— Begin Document segment —

[serve] Re-enable test_failure.py (#12891)

2026-06-29 11:01:06 +08:00 · 2020-12-15 16:02:04 -06:00
parent 87cf1a97e5
commit f4b5a8b2f7
4 changed files with 48 additions and 43 deletions
@@ -43,14 +43,13 @@ py_test(
 )


-# TODO(simon): Test skipped until #11683 fixed.
-# py_test(
-#     name = "test_failure",
-#     size = "medium",
-#     srcs = serve_tests_srcs,
-#     tags = ["exclusive"],
-#     deps = [":serve_lib"],
-# )
+py_test(
+    name = "test_failure",
+    size = "medium",
+    srcs = serve_tests_srcs,
+    tags = ["exclusive"],
+    deps = [":serve_lib"],
+)


 py_test(
@@ -504,25 +504,11 @@ class ServeController:
        self.inflight_results: Dict[UUID, asyncio.Event] = dict()
        self._serializable_inflight_results: Dict[UUID, FutureResult] = dict()

-        # NOTE(edoakes): unfortunately, we can't completely recover from a
-        # checkpoint in the constructor because we block while waiting for
-        # other actors to start up, and those actors fetch soft state from
-        # this actor. Because no other tasks will start executing until after
-        # the constructor finishes, if we were to run this logic in the
-        # constructor it could lead to deadlock between this actor and a child.
-        # However we do need to guarantee that we have fully recovered from a
-        # checkpoint before any other state-changing calls run. We address this
-        # by acquiring the write_lock and then posting the task to recover from
-        # a checkpoint to the event loop. Other state-changing calls acquire
-        # this lock and will be blocked until recovering from the checkpoint
-        # finishes.
        checkpoint = self.kv_store.get(CHECKPOINT_KEY)
        if checkpoint is None:
            logger.debug("No checkpoint found")
        else:
-            await self.write_lock.acquire()
-            asyncio.get_event_loop().create_task(
-                self._recover_from_checkpoint(checkpoint))
+            await self._recover_from_checkpoint(checkpoint)

— End Document segment —
— Begin Source data —

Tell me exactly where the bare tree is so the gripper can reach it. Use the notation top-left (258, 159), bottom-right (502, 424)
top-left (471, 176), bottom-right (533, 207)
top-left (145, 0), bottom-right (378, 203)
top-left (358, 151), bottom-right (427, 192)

— End Source data —

__What is expected__:
Answer the following questions about the commit diff.
1. How many files were changed, and how many additions and deletions were made?
2. Until which issue number did the removed comment say the test was skipped?
3. In the new version, what single line runs when a checkpoint is found?

__Solved problem__:
1. Four files were changed, with 48 additions and 43 deletions.
2. Issue #11683.
3. `await self._recover_from_checkpoint(checkpoint)`